** BEGIN Materials provided **

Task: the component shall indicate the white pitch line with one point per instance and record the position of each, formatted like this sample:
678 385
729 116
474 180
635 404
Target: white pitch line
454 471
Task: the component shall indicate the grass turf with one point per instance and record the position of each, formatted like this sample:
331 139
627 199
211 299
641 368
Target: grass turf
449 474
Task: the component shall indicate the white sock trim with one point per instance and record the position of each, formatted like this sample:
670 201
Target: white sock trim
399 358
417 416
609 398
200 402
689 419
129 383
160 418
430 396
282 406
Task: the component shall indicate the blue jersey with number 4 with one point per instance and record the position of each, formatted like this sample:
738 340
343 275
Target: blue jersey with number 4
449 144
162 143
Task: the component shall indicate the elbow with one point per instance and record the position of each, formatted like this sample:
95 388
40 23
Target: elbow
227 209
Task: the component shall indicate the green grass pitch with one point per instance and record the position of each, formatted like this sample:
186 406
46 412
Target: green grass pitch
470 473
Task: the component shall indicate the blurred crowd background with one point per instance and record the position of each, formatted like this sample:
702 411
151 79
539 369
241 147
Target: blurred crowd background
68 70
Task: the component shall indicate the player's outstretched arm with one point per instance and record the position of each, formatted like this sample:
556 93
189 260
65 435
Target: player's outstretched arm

** END Materials provided **

## Do this
Reproduce all of the lines above verbatim, with no character altered, added, or removed.

## Output for this task
Task: the component shall indicate the white pitch line with one point per instance and record the position of each, formatted like this sample:
678 385
729 116
474 180
635 404
Target: white pitch line
454 471
Task: the component shall indicate the grass turf with one point per instance and record the position of each, formatted like this sample:
331 139
627 199
211 299
641 368
Target: grass turf
449 474
Task: the component shall indicate the white sock trim with one point per instance and record the position of each, formatted like this sample:
670 201
Target: white sock trim
399 358
417 416
609 398
200 402
689 419
129 383
160 418
430 396
282 406
Task: the component shall indicate the blue jersey with number 4 with one point per instance and record the position of each, formatted like this sample:
738 340
343 275
Target: blue jersey with number 4
449 144
162 143
Task: the component shall indicate the elbow with one point per instance and record the position of each, formatted like this sample:
95 388
40 23
Target: elbow
227 209
Task: the component shall indicate the green grass pitch with one point per instance and record the position of each, formatted like this sample:
186 406
46 412
Target: green grass pitch
470 473
Task: the component shall indicate the blurred crowd background with one point per instance and record the position of each, formatted like this sample:
702 411
151 79
539 369
241 147
Target: blurred crowd background
68 70
Task: the component shall indicate the player's outstretched arm with one point per instance and record the position of each, formatted like this sample:
556 93
189 260
65 435
Target: player's outstretched arm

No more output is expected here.